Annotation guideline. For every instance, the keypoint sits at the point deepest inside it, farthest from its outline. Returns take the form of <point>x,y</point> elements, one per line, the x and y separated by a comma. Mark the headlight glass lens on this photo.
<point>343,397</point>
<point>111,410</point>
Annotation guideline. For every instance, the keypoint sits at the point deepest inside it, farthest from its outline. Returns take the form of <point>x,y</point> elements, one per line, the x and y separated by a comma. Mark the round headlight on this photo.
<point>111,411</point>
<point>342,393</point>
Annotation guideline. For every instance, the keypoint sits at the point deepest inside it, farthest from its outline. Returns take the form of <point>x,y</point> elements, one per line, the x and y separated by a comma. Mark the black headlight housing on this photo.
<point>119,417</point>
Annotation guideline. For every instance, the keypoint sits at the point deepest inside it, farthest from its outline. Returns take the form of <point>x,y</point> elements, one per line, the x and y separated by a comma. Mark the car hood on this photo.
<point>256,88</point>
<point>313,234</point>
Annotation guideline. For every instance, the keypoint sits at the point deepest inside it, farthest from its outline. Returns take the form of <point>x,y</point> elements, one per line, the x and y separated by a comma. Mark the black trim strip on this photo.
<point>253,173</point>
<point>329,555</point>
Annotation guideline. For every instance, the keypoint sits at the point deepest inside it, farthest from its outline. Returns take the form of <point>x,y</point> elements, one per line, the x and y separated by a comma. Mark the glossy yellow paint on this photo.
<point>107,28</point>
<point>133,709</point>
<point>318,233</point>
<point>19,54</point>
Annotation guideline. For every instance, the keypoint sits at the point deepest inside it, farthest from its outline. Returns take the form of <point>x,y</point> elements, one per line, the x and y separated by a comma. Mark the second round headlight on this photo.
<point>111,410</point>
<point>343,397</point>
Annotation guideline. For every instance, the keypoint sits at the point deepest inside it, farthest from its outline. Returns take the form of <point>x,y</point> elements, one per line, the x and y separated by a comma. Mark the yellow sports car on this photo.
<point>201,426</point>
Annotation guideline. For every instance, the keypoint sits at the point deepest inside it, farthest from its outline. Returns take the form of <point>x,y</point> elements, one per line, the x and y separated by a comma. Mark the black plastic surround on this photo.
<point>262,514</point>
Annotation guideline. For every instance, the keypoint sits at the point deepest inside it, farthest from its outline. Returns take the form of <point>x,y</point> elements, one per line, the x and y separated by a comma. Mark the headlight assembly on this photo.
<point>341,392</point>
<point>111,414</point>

The task: From the first line to the last, transcribe the data exactly.

Finished exercise:
Annotation guideline. For every instance, the keypoint sits at the point deepest inside it, farthest from its outline. Returns take the form of <point>x,y</point> elements, one per line, the x and y separated by a comma. Mark the headlight glass lens on this photo.
<point>343,397</point>
<point>111,410</point>
Annotation guideline. For every instance, the keypoint sits at the point deepest inside it, farthest from its outline. Returns take the form of <point>x,y</point> elements, one per line, the x and y separated by a comma. Mark the round headlight on this photo.
<point>111,411</point>
<point>342,393</point>
Annotation guideline. For every instance, the keypoint sits at the point deepest inside it, farthest from its outline. Returns take the form of <point>x,y</point> elements, one per line, the x and y separated by a comma. Mark the black headlight housing on this photo.
<point>119,417</point>
Annotation guideline. For every instance, the keypoint sits at the point deepest inside it, farthest from its outline. Returns take the form of <point>x,y</point> elements, one per line, the x and y separated by a comma. Mark the car hood on this photo.
<point>256,88</point>
<point>313,234</point>
Annotation guideline. For every instance, the keypoint sits at the point deepest inside it, farthest from its outline. Returns take the form of <point>x,y</point> elements, one per line, the x and y separated by a comma. Mark the black trim strip on this photo.
<point>253,173</point>
<point>329,555</point>
Annotation guideline. For every instance, the keypoint sits at the point deepest inside it, farthest from its outline. Returns take the form of <point>x,y</point> elements, one per line, the x and y separated by a comma. Mark the glossy yellow paint on this photo.
<point>107,28</point>
<point>133,709</point>
<point>318,233</point>
<point>19,54</point>
Annotation guideline. For every instance, the keypoint sits at the point deepest inside it, farthest from its outline. Returns take the form of <point>x,y</point> elements, one per line, the x and y separated by a comma. Mark the second round headlight on this photo.
<point>111,410</point>
<point>343,397</point>
Annotation guideline. For every instance, the keypoint sits at the point deepest inside it, farthest from its outline. Returns take the form of <point>x,y</point> elements, one per line, the x and y separated by a comma. Mark the yellow sports car on this photo.
<point>201,426</point>
Annotation guideline. For every instance, the keypoint sits at the point deepest inside it, farthest from its outline. Returns take the form of <point>x,y</point> elements, one per line, the x and y separated by a comma. Mark the black plastic surround on this photo.
<point>262,514</point>
Annotation guideline. For every instance, the keypoint sits at the point deepest inside it, farthest from its outline. Returns take the form of <point>x,y</point> elements, one per line, the x and y separated by a comma. Mark the headlight assembly on this photo.
<point>341,392</point>
<point>111,414</point>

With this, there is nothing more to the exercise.